- Opening Delimiter -

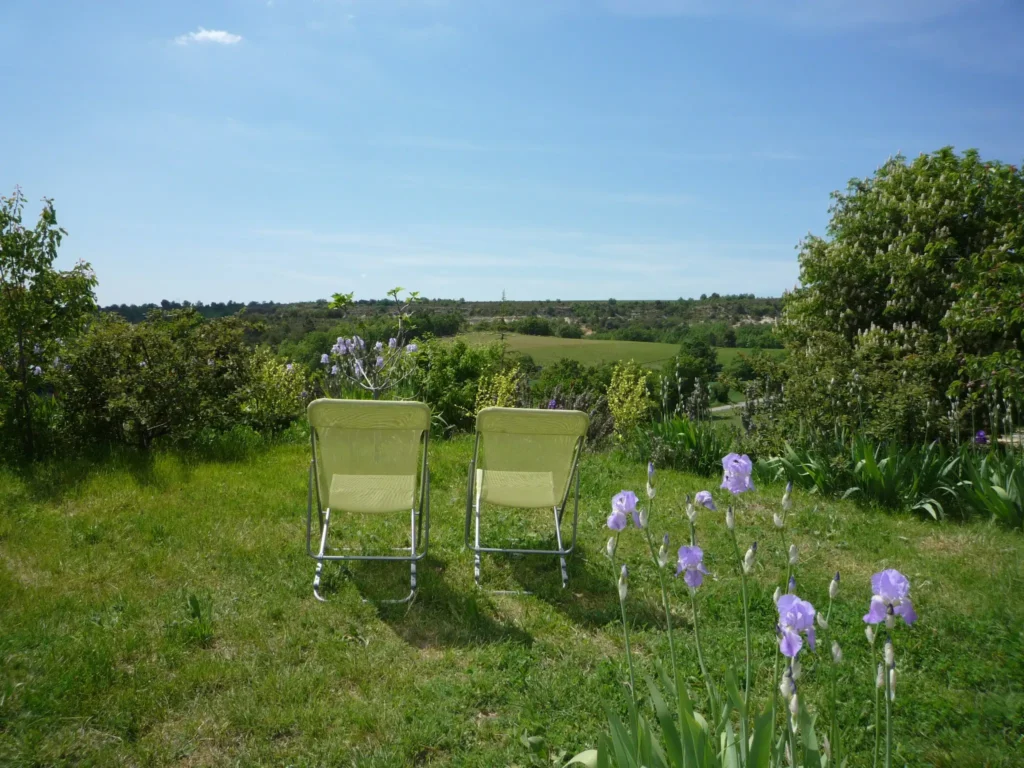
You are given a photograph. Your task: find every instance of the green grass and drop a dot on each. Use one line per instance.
(160, 612)
(548, 349)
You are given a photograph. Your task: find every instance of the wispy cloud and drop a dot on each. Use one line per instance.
(801, 13)
(203, 35)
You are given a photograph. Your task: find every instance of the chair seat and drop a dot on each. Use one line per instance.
(520, 489)
(372, 493)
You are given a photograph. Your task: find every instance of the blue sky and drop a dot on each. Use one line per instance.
(214, 150)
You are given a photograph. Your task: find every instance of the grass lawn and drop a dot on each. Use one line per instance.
(548, 349)
(104, 663)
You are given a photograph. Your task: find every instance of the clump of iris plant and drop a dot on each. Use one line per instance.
(736, 473)
(796, 629)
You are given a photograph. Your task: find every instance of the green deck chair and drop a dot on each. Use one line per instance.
(525, 459)
(366, 460)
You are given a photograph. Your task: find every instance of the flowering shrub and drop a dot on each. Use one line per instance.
(171, 378)
(728, 733)
(628, 397)
(503, 388)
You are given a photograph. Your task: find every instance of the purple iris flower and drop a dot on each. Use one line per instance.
(795, 616)
(624, 503)
(737, 469)
(704, 499)
(691, 566)
(892, 592)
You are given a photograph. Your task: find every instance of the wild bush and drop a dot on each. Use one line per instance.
(629, 397)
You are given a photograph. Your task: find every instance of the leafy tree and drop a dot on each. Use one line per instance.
(913, 296)
(40, 308)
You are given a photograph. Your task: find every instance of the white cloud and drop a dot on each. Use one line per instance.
(203, 35)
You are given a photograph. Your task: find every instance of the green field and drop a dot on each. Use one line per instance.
(548, 349)
(160, 612)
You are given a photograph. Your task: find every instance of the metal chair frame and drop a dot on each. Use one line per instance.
(473, 512)
(420, 526)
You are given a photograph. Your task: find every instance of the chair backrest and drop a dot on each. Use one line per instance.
(368, 453)
(525, 456)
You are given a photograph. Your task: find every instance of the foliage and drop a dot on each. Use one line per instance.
(913, 296)
(678, 442)
(505, 388)
(171, 377)
(570, 377)
(933, 479)
(993, 487)
(272, 395)
(40, 307)
(629, 398)
(448, 376)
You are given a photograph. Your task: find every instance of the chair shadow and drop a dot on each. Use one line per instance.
(440, 614)
(591, 599)
(51, 481)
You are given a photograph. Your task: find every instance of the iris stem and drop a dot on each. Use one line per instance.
(668, 622)
(747, 637)
(889, 720)
(775, 691)
(626, 633)
(704, 670)
(878, 723)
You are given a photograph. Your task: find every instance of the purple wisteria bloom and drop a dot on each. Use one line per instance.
(691, 566)
(737, 469)
(795, 616)
(892, 593)
(624, 503)
(704, 499)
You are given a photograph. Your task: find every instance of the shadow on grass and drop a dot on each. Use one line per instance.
(591, 598)
(441, 614)
(52, 480)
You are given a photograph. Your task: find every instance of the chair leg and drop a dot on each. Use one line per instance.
(476, 555)
(558, 539)
(320, 563)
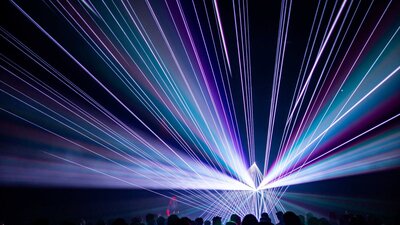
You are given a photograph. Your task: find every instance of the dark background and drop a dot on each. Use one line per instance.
(23, 203)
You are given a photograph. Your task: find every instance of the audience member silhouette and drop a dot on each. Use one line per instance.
(290, 218)
(235, 218)
(249, 219)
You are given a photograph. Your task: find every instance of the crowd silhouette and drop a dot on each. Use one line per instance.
(287, 218)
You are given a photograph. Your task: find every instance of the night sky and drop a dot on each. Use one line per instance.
(376, 187)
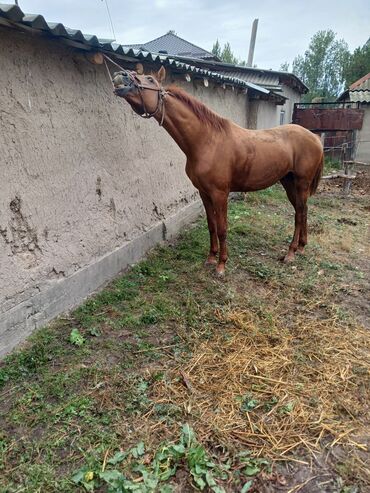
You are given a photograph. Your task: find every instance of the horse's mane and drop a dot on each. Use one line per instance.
(204, 114)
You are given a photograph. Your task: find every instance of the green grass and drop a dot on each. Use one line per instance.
(80, 389)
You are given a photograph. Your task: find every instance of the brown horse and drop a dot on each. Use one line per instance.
(223, 157)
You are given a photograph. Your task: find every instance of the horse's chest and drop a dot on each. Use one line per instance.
(193, 176)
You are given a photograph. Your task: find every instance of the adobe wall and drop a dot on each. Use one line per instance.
(86, 185)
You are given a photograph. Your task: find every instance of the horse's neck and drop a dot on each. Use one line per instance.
(183, 126)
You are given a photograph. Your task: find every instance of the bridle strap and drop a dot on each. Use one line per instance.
(162, 93)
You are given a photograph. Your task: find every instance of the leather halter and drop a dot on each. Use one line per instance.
(162, 93)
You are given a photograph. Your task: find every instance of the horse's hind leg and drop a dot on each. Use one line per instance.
(297, 191)
(212, 228)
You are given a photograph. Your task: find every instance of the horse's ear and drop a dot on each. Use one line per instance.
(161, 74)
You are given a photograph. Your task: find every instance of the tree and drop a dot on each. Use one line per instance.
(321, 67)
(216, 49)
(358, 64)
(284, 67)
(225, 54)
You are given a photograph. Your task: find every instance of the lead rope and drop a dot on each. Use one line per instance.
(161, 92)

- Closing Delimiter -

▶ **ASSIGNED TASK**: Exactly as written, reproduce all of the entries while dropping the pictures.

▶ **EXERCISE RESPONSE**:
You are given a photograph. Your task: find every instance of the green grass and drop a dot on each. Use one line per instance.
(160, 612)
(548, 349)
You are given a photograph. Your task: find every instance of the wispy cloud and drop a dot on each. Use one line per instance.
(801, 13)
(203, 35)
You are given a photograph. Your task: find every instance of the chair seat and drop a dot on each. Use one line per instance.
(520, 489)
(372, 493)
You are given a photograph. Your task: find every instance of the blue sky and drop a dot on each. Use one line per instance.
(214, 150)
You are given a photograph. Your task: find every instance of the grass lawn and drop a dot on each. Use one line per instance.
(548, 349)
(104, 663)
You are given a photograph. Your task: find every instance of the clump of iris plant and drop a dot on each. Use one line per instance.
(736, 473)
(796, 629)
You are given a photograph. Your task: find every instance of the green deck chair and drop a dot on each. Use one line per instance.
(525, 459)
(366, 460)
You are given a photograph. Your task: find every instance of the flowering shrub and drop a dot on each. Use one line per instance.
(171, 378)
(728, 733)
(628, 397)
(503, 388)
You are given a photograph. Your task: find every instance of the purple iris flower and drop a dot on each. Use one line per instance.
(795, 616)
(624, 503)
(737, 469)
(704, 499)
(691, 566)
(892, 592)
You are given a photograph. Your task: find every instance of the wild bush and drop a dot on each. Use one line per instance.
(629, 397)
You are given a photograph. Your task: find every instance of the leafy tree and drop a dot on each. Use one line per instance.
(913, 296)
(40, 308)
You are given a photograph. Your task: find every instance of the white cloud and drop a dot on each. Use one line per instance.
(203, 35)
You are given a photograph. Your task: find every instance of the green field and drop a dot on each. Use one line per instance.
(548, 349)
(160, 612)
You are given a photograph. Your task: find every instance of the metal chair frame and drop a dot on each. Use one line per instance.
(473, 512)
(420, 526)
You are given a photograph. Your task: find every instance of the chair backrest and drop a dot on each. Use one line per instance.
(368, 453)
(525, 456)
You are given a photograph. Your task: find every instance of the foliage and drop a dot on each. Use one line per instance.
(913, 296)
(678, 442)
(505, 388)
(171, 377)
(570, 377)
(933, 479)
(993, 487)
(272, 395)
(40, 307)
(629, 398)
(448, 376)
You are given a photograph. Your task: find every instance of the chair shadow and drop a dot on each. Use one line per instance.
(440, 614)
(591, 599)
(51, 481)
You are given a photograph. Your task: find every instance of the iris stem and drop a dot on each. Use one line per instance.
(668, 622)
(747, 637)
(889, 720)
(775, 691)
(626, 633)
(704, 670)
(878, 723)
You are given a photograph. Your task: find every instance of the purple wisteria bloom and drop a dot on each. Use one line per instance.
(691, 566)
(737, 469)
(795, 616)
(892, 593)
(624, 503)
(704, 499)
You are given a photograph. Your task: find every instance of the shadow on grass and drop a dot on each. Use one line per instance.
(591, 598)
(441, 614)
(52, 480)
You are given a photograph. Your task: find every instance of the chair leg and drop a dot on each. Use one line per instance.
(476, 555)
(558, 539)
(320, 563)
You are given a photograph. Your task: find every instance of the dark background and drop a dot on each. Use one line per instance.
(23, 203)
You are given a photograph. Your task: find every instance of the audience member silhouette and drop a dot on each. Use one line per instance.
(290, 218)
(235, 218)
(249, 219)
You are given a photograph. Your task: find every instance of the crowd silhouette and drop a dot on each. Use one line per instance.
(287, 218)
You are given a photograph. Your task: find every instance of the night sky and drop a dot on each. Use one line per instance.
(376, 187)
You are given a photograph. Your task: find every instance of the horse's mane and drop a dot on each. Use one line per instance.
(204, 114)
You are given a photograph. Your task: find every instance of the green grass and drop a dot on each. Use one line per instance.
(80, 389)
You are given a photograph. Your task: find every instance of the brown horse and drop a dot on each. Use one line per instance.
(223, 157)
You are given a photograph. Your task: find every instance of the horse's chest and drop a dot on each. Use one line per instance.
(193, 176)
You are given a photograph. Your task: find every instance of the adobe wall and drop a dot on each. Use one line per instance.
(86, 185)
You are given a photograph. Your task: find every instance of the horse's neck and drop a dot on each. Use one line per instance.
(183, 126)
You are given a photograph. Your task: find every instance of the bridle strap and drop a dot on each. Use one line per instance.
(162, 93)
You are given a photograph. Your task: find every instance of the leather halter and drop a dot on each. Use one line per instance.
(162, 93)
You are given a photograph. Your task: find every instance of the horse's hind leg and drop a dot on each. Use one line per instance.
(297, 191)
(212, 228)
You are given a photograph. Your task: find every instance of the horse's ear and drop a dot on each. Use one line per instance.
(161, 74)
You are given a photograph. Your task: find every instance of the tree and drop a dot on each. Use one line per instance.
(321, 67)
(216, 49)
(358, 64)
(284, 67)
(225, 54)
You are given a photograph. Your task: find every instance of the lead rope and drop a dot on each. Use one line per instance.
(161, 92)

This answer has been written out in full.